What the exercise asks
An exact, complete printout of the listing is wanted, minus its images.

Material to process
______________________________

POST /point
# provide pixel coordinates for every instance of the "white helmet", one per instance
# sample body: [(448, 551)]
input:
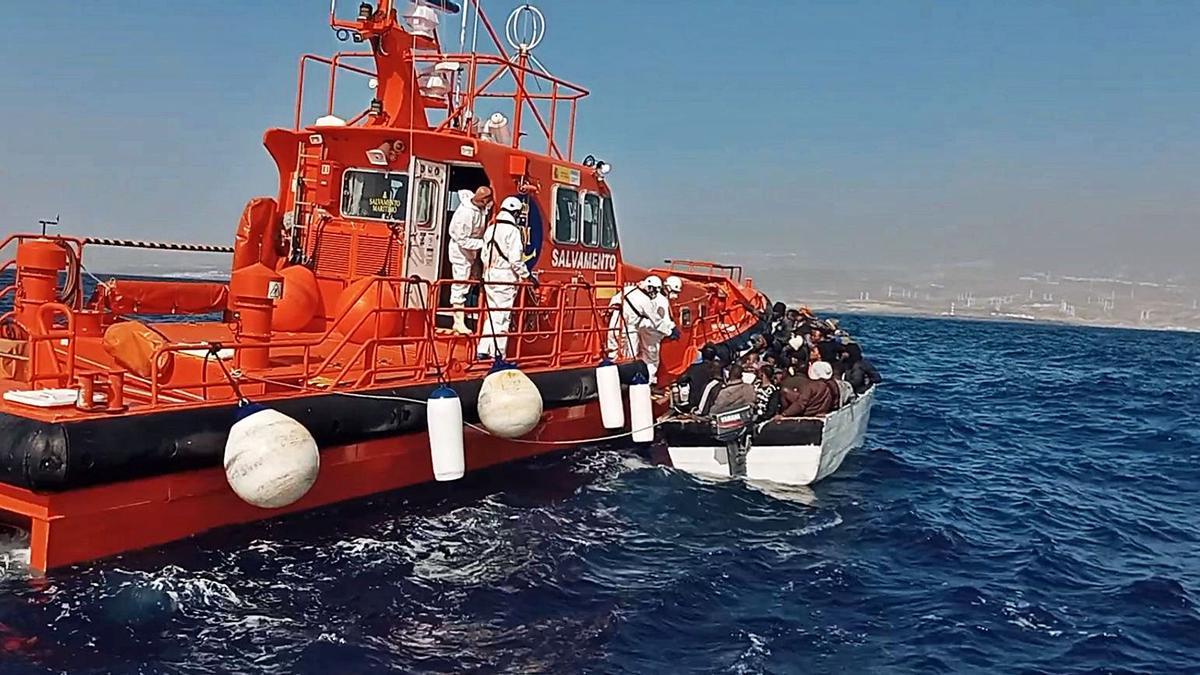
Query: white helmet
[(511, 204)]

______________________________

Exercise response
POST /point
# provide pixel coordinates for every instance of the "white helmet", one per instance
# sample body: [(448, 551)]
input:
Query: white helmet
[(511, 204)]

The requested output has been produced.